SOURCE PASSAGE →
══════════════════════════════
Is that (necessarily) a bad thing? If it results in less time waiting for BKL, and/or more time doing user work, that may drive throughput and responsiveness up. It depends if the time for two ctx is greater or less than the spin time on BKL.

It would be nice to have the best of both worlds, use the semaphore if there is a process on the run queue, and spin if not. That sounds complex, and hopefully not worth the effort.

Bill Huey replied, "FreeBSD-current uses adaptive mutexes. However they spin on that mutex only if the thread owning it is running across another CPU at that time, otherwise it sleeps, maybe priority inherited depending on the circumstance." And David S. Miller remarked, "This is how Solaris MUTEX objects work too." Bill H. replied:

FreeBSD can be considered a Solaris style kernel. In contract, I think the Linux community has a few things up on FreeBSD/Solaris style SMP. Specifically, the FreeBSD community has ignored a lot of the really hard work of pushing down locks in favor of "getting fancier locks", which only abuses thread priorities and the scheduler. A large part of it is because they have really create a very complicated SMP infrastructure that less than a handful of their kernel engineers really know how to use, 2-3, it seems.

Judging from how the Linux code is done and the numbers I get from Bill Irwin in casual conversation, the Linux SMP approach is clearly the right track at this time with it's hand honed per-CPU awareness of things.

And David replied, "This is what Linus proclaimed 6 or 7 years ago when people were trying to convince us to do things like Solaris and other big Unixes at the time." Bill H. said, "FreeBSD's SMPng project is stalled for the most part and developers that disagree with that approach have move onto the DragonFly BSD community. It has a much more top-down driven locking system that's conceptually CPU local called tokens, effectively deadlock free and difficult to misused. It's already been able to multi-thread the networking stack using lock-less techniques, while the FreeBSD-current tree had to retract their "all or nothing" approach with threading their network stack. Jeffery Hsu is the main developer pushing that subsystem."
══════════════════════════════
RAW DATA →

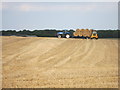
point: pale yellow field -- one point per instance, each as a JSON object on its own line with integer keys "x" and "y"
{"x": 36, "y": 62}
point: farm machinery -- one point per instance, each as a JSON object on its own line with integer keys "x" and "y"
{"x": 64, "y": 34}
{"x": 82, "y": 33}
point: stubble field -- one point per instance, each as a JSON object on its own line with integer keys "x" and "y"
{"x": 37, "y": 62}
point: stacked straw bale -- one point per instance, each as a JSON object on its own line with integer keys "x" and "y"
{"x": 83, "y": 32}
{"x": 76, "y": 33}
══════════════════════════════
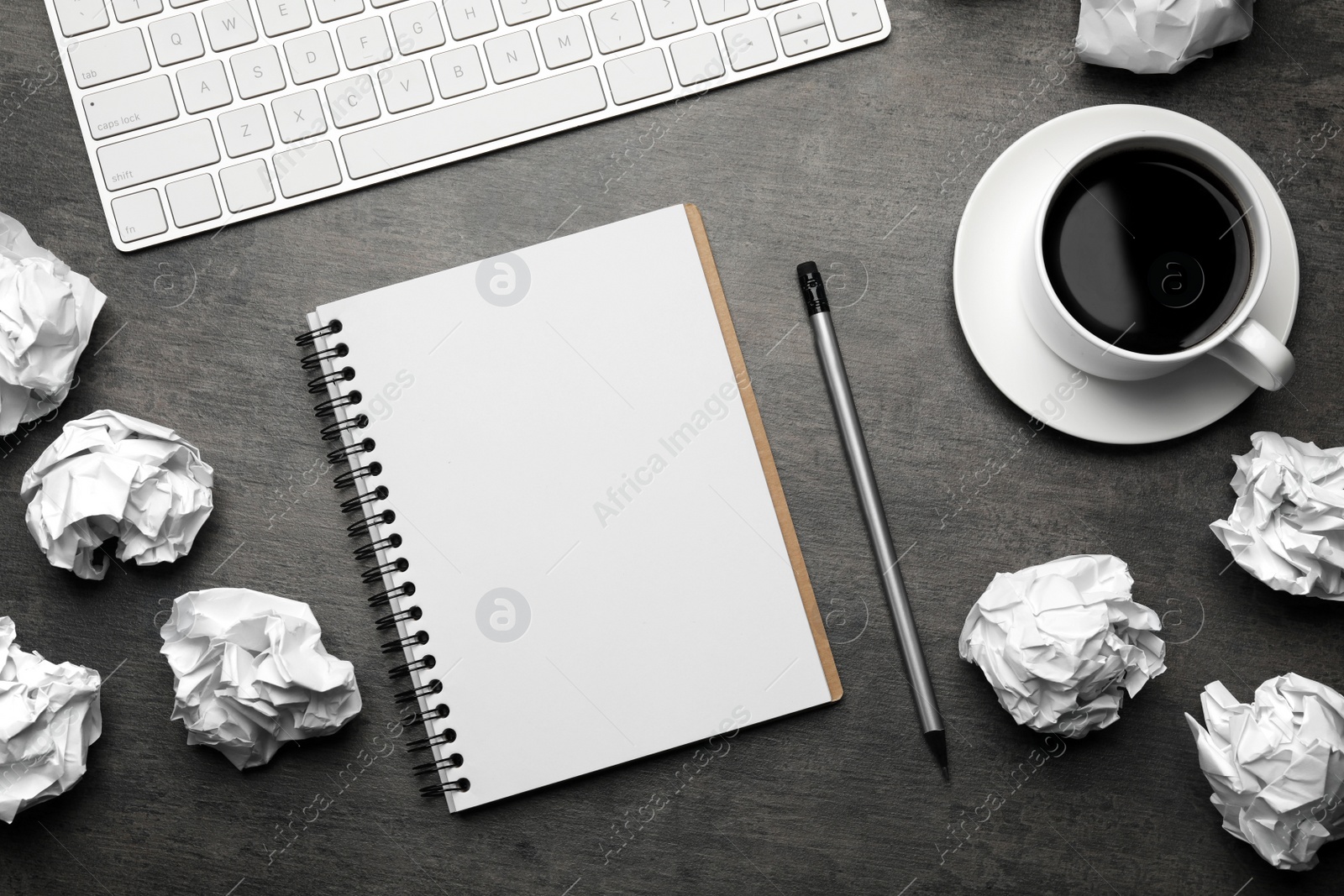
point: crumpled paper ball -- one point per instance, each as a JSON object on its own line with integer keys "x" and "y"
══════════════════════════════
EXERCISE TASK A →
In the kernel locking discussion, when do FreeBSD-current's adaptive mutexes spin instead of sleeping?
EXERCISE TASK B →
Condense the paragraph of the kernel locking discussion that begins "And David replied" into a short bulleted list that keeps its main facts.
EXERCISE TASK C →
From the kernel locking discussion, write out the part that opens with the words containing "FreeBSD can be" and closes with "2-3, it seems.", swapping "scheduler" for "dispatcher".

REPLY A →
They spin only if the thread that owns the mutex is running on another CPU at that time.

REPLY B →
- David says Linus announced this 6 or 7 years ago, when people were urging Linux to work like Solaris and other big Unixes.
- Bill H. says FreeBSD's SMPng project is mostly stalled, and developers who disagree with its approach have moved to DragonFly BSD.
- DragonFly uses a top-down locking system of conceptually CPU-local "tokens" that is effectively deadlock free and hard to misuse.
- DragonFly has already multi-threaded its networking stack with lock-less techniques, while FreeBSD-current had to retract its "all or nothing" approach to threading its network stack.
- Jeffery Hsu is the main developer of that subsystem.

REPLY C →
FreeBSD can be considered a Solaris style kernel. In contract, I think the Linux community has a few things up on FreeBSD/Solaris style SMP. Specifically, the FreeBSD community has ignored a lot of the really hard work of pushing down locks in favor of "getting fancier locks", which only abuses thread priorities and the dispatcher. A large part of it is because they have really create a very complicated SMP infrastructure that less than a handful of their kernel engineers really know how to use, 2-3, it seems.